Task to complete: Retyping the data exactly is the task. Include every line.

════

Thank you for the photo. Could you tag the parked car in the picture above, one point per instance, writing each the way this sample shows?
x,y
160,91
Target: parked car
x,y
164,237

════

Your response:
Thank you for the photo. Could you tag the parked car in the picture above, one point per instance, writing each the way this sample shows?
x,y
160,91
Target: parked car
x,y
164,237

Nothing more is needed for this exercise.